ルネサンスという会社は、もともと私どもが作っていた合成樹脂、ウレタン樹脂の販売から発想しています。ウレタン樹脂は、テニスコートや運動場の床のアンツーカーに使われているウレタンゴムです。それを販売していた人が、「これからスポーツが流行るのではないか。スポーツクラブを営業したら素晴らしい事業になるのではないか」と考え、社内ベンチャーでスポーツクラブを始めたことがスタートです。

もう40年くらい前の話なのですが、その方が思ったとおり、そこからスポーツクラブはどんどん成長し、日本でも屈指の大きなスポーツクラブに成長しています。その結果、私どもの中での位置づけはだんだん本業から離れていき、最終的には持分法適用会社から外れていくということです。

これからも健康食品を売っていただいたりなど、事業としてはつながりが切れないところもあるため、仲良くしていこうと思いますが、ルネサンスは上場もしており、独立して事業を進めていきます。そのような位置づけです。

質疑応答:トップラインが伸びていない理由について

次に、「事業内容のシフトはわかりましたが、トップラインが伸びていない理由はどう考えていますか?」というご質問がきています。

» **提供リスト**
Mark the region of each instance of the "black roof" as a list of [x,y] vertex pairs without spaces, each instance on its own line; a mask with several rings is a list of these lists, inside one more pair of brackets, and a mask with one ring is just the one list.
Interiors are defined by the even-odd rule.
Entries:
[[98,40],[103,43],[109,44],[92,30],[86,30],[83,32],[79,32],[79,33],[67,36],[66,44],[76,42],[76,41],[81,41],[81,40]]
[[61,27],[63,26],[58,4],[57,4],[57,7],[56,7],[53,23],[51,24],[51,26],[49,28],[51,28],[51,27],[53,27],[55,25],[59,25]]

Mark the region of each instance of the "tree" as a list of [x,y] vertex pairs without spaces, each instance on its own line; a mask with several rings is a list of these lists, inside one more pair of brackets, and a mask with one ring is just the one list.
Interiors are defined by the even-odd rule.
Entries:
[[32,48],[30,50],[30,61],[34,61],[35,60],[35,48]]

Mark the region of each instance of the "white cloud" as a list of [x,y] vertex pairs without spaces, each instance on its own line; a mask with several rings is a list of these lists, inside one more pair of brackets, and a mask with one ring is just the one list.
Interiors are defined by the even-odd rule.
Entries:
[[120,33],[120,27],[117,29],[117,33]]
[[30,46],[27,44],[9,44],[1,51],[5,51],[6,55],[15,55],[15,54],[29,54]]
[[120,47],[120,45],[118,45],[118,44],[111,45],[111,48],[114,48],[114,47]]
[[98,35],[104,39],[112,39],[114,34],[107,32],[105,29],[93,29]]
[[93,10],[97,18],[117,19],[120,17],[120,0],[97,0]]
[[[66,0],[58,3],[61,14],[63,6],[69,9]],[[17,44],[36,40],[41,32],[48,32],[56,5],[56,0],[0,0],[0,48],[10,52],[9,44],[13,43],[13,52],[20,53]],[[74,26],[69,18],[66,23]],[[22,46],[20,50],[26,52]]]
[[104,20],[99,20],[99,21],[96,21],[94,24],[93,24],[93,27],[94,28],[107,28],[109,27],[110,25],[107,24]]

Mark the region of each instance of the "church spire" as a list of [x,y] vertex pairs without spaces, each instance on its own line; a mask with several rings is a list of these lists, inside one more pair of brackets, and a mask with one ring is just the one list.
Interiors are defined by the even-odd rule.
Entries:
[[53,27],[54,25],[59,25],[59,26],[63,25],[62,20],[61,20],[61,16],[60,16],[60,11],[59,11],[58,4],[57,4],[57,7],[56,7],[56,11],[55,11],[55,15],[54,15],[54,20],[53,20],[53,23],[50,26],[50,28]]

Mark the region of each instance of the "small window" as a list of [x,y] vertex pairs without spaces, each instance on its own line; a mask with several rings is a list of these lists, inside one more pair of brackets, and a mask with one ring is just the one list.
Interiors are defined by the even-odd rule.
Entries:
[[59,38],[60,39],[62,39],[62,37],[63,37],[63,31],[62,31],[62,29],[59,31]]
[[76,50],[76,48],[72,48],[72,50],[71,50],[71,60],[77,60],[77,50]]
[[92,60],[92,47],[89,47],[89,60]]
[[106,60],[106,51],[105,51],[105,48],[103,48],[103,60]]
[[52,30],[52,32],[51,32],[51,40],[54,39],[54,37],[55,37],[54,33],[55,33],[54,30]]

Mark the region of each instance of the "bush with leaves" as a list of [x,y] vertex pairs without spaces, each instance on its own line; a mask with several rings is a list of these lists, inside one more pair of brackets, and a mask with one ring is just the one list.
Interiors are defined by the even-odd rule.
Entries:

» **課題内容**
ルネサンスの成り立ちを述べた本文抜粋から、「ルネサンスという会社は、もと」から「ら外れていくということです。」までを、両端の語句も含めて一字も変えずに書き写しなさい。 このリストは本文とは別の出典から取られている。

» **回答欄**
ルネサンスという会社は、もともと私どもが作っていた合成樹脂、ウレタン樹脂の販売から発想しています。ウレタン樹脂は、テニスコートや運動場の床のアンツーカーに使われているウレタンゴムです。それを販売していた人が、「これからスポーツが流行るのではないか。スポーツクラブを営業したら素晴らしい事業になるのではないか」と考え、社内ベンチャーでスポーツクラブを始めたことがスタートです。

もう40年くらい前の話なのですが、その方が思ったとおり、そこからスポーツクラブはどんどん成長し、日本でも屈指の大きなスポーツクラブに成長しています。その結果、私どもの中での位置づけはだんだん本業から離れていき、最終的には持分法適用会社から外れていくということです。